TO BE DONE
Output every line of the records below as a JSON array of strings, one string per line, with blank lines omitted and the pictures left out.

LISTED ENTRIES
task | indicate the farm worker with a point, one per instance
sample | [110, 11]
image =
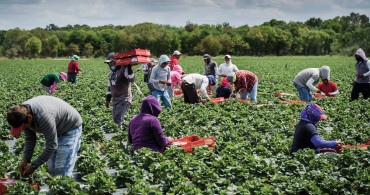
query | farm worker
[361, 84]
[119, 87]
[61, 126]
[175, 80]
[224, 90]
[145, 129]
[328, 88]
[306, 134]
[161, 79]
[307, 79]
[178, 69]
[73, 69]
[147, 69]
[192, 82]
[227, 68]
[210, 68]
[245, 82]
[174, 59]
[50, 81]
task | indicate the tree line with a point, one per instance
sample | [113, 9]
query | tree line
[337, 36]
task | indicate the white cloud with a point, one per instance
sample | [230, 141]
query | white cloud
[28, 14]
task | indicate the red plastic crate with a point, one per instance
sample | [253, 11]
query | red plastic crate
[317, 95]
[217, 100]
[178, 93]
[133, 52]
[278, 94]
[292, 102]
[132, 60]
[6, 182]
[246, 100]
[188, 142]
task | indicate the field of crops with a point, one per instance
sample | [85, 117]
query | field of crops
[251, 154]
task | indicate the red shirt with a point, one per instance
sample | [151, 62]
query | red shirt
[73, 67]
[173, 62]
[331, 87]
[245, 80]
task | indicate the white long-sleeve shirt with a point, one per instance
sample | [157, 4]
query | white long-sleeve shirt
[199, 81]
[227, 69]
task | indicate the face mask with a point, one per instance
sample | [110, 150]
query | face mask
[113, 67]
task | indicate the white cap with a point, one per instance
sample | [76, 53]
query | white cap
[177, 53]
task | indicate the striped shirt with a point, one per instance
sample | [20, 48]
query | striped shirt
[52, 117]
[245, 80]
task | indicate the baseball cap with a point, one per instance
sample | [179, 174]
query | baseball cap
[16, 119]
[110, 58]
[322, 116]
[231, 78]
[176, 53]
[63, 75]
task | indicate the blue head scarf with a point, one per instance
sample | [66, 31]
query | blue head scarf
[312, 113]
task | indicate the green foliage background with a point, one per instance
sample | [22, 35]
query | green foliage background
[340, 35]
[252, 143]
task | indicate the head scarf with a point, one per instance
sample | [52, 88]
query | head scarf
[312, 113]
[150, 105]
[74, 58]
[225, 83]
[63, 75]
[361, 53]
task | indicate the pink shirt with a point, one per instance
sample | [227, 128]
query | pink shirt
[173, 62]
[175, 78]
[178, 69]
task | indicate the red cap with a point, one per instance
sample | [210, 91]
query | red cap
[16, 131]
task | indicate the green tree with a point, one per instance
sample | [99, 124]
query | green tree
[73, 49]
[209, 45]
[33, 46]
[123, 42]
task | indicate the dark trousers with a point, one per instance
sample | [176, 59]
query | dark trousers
[71, 77]
[358, 88]
[190, 94]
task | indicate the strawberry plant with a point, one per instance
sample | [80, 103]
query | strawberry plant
[252, 149]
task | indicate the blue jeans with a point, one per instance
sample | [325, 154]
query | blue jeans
[304, 93]
[162, 95]
[253, 93]
[63, 159]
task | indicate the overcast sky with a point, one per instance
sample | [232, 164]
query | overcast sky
[29, 14]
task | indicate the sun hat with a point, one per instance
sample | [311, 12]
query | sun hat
[110, 58]
[176, 53]
[63, 75]
[231, 78]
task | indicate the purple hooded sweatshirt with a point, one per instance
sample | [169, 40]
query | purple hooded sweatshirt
[145, 129]
[306, 134]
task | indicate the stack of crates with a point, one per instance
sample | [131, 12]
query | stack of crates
[133, 57]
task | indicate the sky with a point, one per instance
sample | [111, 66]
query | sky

SOLVED EXERCISE
[
  "task | indicate the farm worker with a point, one per instance",
  "sample | [110, 11]",
  "image =",
  "query | farm worker",
  "[361, 84]",
  "[119, 87]",
  "[61, 126]",
  "[175, 80]",
  "[224, 90]",
  "[145, 129]",
  "[328, 88]",
  "[306, 134]",
  "[161, 79]",
  "[307, 79]",
  "[178, 69]",
  "[73, 69]",
  "[147, 69]",
  "[192, 82]",
  "[227, 68]",
  "[210, 68]",
  "[245, 82]",
  "[174, 59]",
  "[50, 81]",
  "task | indicate the tree line with a point, one per instance",
  "sample | [113, 9]",
  "query | tree line",
  "[337, 36]",
  "task | indicate the white cloud with a point, one per instance",
  "sample | [230, 141]",
  "query | white cloud",
  "[28, 14]",
  "task | indicate the red plastic crate with a point, one per instance",
  "sample | [253, 11]",
  "query | red plastic crate",
  "[317, 95]",
  "[217, 100]",
  "[178, 93]",
  "[133, 52]",
  "[278, 94]",
  "[292, 102]",
  "[132, 60]",
  "[6, 182]",
  "[246, 100]",
  "[188, 142]",
  "task | indicate the field of crops with a point, one per instance",
  "sample | [85, 117]",
  "query | field of crops",
  "[251, 154]",
  "task | indicate the red shirt with a point, one per instance",
  "sample | [151, 62]",
  "query | red shirt",
  "[73, 67]",
  "[173, 62]",
  "[331, 87]",
  "[245, 80]",
  "task | indicate the white long-sleeve shirt with a point, one per instance",
  "sample | [157, 4]",
  "query | white long-sleeve shirt",
  "[199, 81]",
  "[227, 69]",
  "task | indicate the face mask with a point, one per instance",
  "sample | [110, 150]",
  "query | face mask",
  "[113, 67]",
  "task | indicate the white cap with a point, one per instance",
  "sample | [76, 53]",
  "query | white cap",
  "[177, 53]",
  "task | indicate the striped shirt with a point, one per instance",
  "sample | [20, 48]",
  "query | striped shirt",
  "[52, 117]",
  "[245, 80]",
  "task | indicate the baseball cap with a point, one per instance",
  "sample | [179, 174]",
  "query | baseball cap",
  "[16, 119]",
  "[110, 58]",
  "[322, 116]",
  "[231, 78]",
  "[176, 53]",
  "[63, 75]",
  "task | indicate the blue head scarf with a point, one per instance",
  "sample | [66, 31]",
  "query | blue head scarf",
  "[312, 113]",
  "task | indicate the green foliage background with a point, one per instance",
  "sample | [22, 35]",
  "query | green foliage background",
  "[340, 35]",
  "[252, 143]",
  "task | indicate the head scarf with a point, one per instance",
  "sample | [52, 88]",
  "query | head scarf",
  "[312, 113]",
  "[150, 105]",
  "[74, 58]",
  "[225, 83]",
  "[63, 75]",
  "[361, 53]",
  "task | indicate the pink shirt with a point, one per instance",
  "sample | [227, 128]",
  "query | pink shirt",
  "[173, 62]",
  "[175, 78]",
  "[178, 69]",
  "task | indicate the red cap with a point, one per instance",
  "sample | [210, 91]",
  "query | red cap",
  "[16, 131]",
  "task | indicate the green tree with a point, one per instance",
  "sample | [99, 124]",
  "query | green tree",
  "[73, 49]",
  "[209, 45]",
  "[33, 46]",
  "[123, 42]",
  "task | indicate the dark trousers with a point, one per instance",
  "sample | [176, 59]",
  "query | dark trousers",
  "[71, 77]",
  "[358, 88]",
  "[190, 94]",
  "task | indicate the strawberry plant with a point, one per instance",
  "sample | [80, 103]",
  "query | strawberry plant",
  "[252, 149]",
  "task | indicate the blue jeans with a point, one per instance",
  "sample | [325, 154]",
  "query | blue jeans",
  "[304, 93]",
  "[162, 95]",
  "[253, 93]",
  "[63, 159]",
  "task | indicate the overcast sky with a point, one per instance",
  "sample | [232, 164]",
  "query | overcast sky",
  "[29, 14]",
  "task | indicate the sun hat with a point, one per instance",
  "sample | [311, 12]",
  "query | sun hat",
  "[110, 58]",
  "[176, 53]",
  "[63, 75]",
  "[231, 78]",
  "task | indicate the purple hooded sweatshirt with a point, one per instance",
  "sample | [169, 40]",
  "query | purple hooded sweatshirt",
  "[145, 129]",
  "[306, 134]",
  "task | indicate the stack of crates with a point, one per instance",
  "sample | [131, 12]",
  "query | stack of crates",
  "[133, 57]",
  "task | indicate the sky with a point, one per instance",
  "sample | [111, 66]",
  "query | sky"
]